[start]

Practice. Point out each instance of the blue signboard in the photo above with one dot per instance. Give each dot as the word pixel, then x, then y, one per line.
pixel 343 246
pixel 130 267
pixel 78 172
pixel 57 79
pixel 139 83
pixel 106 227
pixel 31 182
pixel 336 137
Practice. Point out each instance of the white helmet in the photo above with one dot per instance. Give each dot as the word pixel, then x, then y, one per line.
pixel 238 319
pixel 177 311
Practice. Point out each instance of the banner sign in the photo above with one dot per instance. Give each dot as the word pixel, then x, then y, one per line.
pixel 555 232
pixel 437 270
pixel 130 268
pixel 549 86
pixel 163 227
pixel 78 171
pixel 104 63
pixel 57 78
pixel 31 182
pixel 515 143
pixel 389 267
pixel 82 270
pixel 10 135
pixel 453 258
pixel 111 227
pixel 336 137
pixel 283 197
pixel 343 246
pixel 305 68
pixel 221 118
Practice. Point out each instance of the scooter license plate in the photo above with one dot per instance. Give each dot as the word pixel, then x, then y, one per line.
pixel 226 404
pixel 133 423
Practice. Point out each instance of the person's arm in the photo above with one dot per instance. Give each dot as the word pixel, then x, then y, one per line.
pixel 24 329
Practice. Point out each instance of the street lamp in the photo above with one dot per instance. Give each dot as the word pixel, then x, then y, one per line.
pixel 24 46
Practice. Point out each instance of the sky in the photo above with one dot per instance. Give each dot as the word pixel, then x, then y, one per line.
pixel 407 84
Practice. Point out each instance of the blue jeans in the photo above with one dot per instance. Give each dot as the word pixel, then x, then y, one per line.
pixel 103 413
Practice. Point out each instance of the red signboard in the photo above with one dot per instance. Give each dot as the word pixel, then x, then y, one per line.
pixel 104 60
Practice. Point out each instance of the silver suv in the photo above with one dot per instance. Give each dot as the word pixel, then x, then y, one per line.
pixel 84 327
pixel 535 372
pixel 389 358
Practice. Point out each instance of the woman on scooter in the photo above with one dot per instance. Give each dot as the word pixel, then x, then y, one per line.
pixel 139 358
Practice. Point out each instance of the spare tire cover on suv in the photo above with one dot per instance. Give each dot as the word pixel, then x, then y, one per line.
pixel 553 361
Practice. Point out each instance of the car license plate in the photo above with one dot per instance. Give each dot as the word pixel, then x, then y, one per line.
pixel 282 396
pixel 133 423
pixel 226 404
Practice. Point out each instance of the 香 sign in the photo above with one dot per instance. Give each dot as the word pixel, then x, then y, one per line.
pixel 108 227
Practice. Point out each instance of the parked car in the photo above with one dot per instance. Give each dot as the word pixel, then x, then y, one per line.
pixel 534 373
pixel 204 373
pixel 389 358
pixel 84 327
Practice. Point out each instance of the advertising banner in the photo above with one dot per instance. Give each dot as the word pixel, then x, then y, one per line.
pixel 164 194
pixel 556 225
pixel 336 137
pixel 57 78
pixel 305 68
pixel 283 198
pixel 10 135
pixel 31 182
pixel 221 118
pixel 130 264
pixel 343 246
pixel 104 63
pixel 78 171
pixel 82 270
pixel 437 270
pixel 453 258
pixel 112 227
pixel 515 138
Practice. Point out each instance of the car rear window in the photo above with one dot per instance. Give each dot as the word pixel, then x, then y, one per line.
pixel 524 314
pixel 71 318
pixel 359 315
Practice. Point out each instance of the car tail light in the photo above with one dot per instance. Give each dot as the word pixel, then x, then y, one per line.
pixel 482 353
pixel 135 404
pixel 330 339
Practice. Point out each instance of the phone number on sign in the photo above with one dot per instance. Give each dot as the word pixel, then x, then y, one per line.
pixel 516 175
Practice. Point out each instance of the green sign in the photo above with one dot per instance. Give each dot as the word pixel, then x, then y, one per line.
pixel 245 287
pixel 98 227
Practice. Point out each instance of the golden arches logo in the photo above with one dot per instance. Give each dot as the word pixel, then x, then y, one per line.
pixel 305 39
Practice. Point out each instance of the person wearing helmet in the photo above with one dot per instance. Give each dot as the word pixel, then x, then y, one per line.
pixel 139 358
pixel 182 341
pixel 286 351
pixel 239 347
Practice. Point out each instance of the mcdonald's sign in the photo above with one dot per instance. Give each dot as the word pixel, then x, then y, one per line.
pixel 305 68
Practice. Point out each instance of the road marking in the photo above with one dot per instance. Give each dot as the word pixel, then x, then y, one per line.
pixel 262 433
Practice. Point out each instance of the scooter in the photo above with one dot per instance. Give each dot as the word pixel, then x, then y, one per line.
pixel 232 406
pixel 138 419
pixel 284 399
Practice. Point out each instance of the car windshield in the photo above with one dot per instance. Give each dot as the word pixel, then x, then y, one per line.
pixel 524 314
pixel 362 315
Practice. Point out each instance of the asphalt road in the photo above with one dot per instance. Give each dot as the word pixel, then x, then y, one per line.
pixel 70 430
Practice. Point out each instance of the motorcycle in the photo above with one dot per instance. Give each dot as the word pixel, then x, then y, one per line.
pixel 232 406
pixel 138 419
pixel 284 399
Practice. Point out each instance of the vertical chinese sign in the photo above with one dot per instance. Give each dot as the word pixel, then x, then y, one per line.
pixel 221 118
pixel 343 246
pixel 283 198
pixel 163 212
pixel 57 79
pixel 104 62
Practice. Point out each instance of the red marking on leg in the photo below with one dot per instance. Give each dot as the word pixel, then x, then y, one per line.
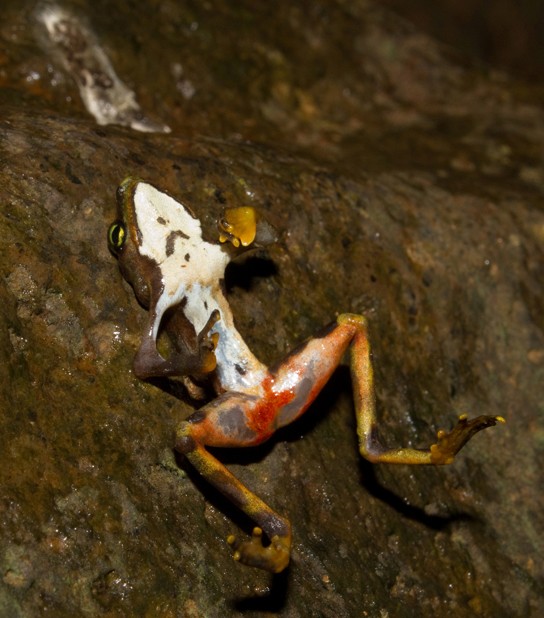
pixel 261 418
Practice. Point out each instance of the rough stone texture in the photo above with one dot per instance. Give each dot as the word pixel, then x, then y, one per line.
pixel 405 187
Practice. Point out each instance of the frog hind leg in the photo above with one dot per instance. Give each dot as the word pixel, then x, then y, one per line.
pixel 190 437
pixel 448 444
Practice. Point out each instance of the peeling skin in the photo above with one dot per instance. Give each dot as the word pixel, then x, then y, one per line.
pixel 253 400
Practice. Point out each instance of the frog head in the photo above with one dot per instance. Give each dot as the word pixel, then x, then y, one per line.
pixel 161 252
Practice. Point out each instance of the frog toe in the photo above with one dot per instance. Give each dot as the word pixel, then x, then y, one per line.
pixel 273 557
pixel 450 443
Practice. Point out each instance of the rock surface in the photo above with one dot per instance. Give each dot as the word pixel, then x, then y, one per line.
pixel 405 187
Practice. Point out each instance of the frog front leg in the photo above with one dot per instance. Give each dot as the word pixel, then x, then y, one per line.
pixel 247 419
pixel 190 354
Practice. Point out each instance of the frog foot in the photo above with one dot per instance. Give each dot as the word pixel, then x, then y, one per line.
pixel 451 442
pixel 273 558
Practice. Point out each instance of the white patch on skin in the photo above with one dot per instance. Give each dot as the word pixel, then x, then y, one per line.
pixel 170 235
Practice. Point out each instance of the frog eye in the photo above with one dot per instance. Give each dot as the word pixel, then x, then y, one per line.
pixel 117 234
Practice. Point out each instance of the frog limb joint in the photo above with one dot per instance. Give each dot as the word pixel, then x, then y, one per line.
pixel 178 276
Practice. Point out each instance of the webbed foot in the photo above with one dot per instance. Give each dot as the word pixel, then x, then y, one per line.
pixel 273 558
pixel 451 442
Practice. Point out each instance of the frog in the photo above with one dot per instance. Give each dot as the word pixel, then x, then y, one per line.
pixel 178 275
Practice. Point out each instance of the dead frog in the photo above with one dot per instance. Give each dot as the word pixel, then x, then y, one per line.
pixel 178 276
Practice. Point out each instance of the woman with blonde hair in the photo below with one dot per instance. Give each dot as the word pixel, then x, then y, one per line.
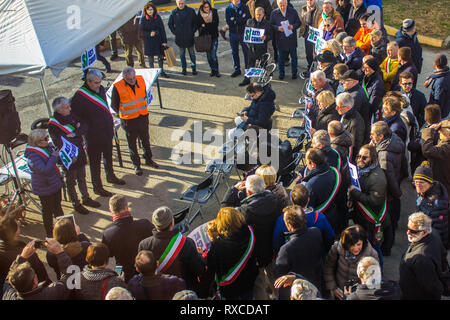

[end]

What to do: Arrange the lines above, from the very first one through the line containing "pixel 177 311", as a Markdown table with a Row column for the row number and a Text column for the line, leaving out any blank lines.

Task answer:
| Row | Text |
|---|---|
| 1 | Practice. Point out each instance of the blue signboard in the photo above with one dot per instance. Give each dot as the word pixel, then x, then y, one per line. |
| 2 | pixel 343 246 |
| 3 | pixel 130 267 |
| 4 | pixel 78 172 |
| 5 | pixel 57 79 |
| 6 | pixel 139 83 |
| 7 | pixel 106 227 |
| 8 | pixel 31 182 |
| 9 | pixel 336 137 |
| 10 | Practice. Point out each instance of the white helmet in the photo above with one dot per instance. Give each dot as the word pixel, then x, then y, one per line. |
| 11 | pixel 238 319 |
| 12 | pixel 177 311 |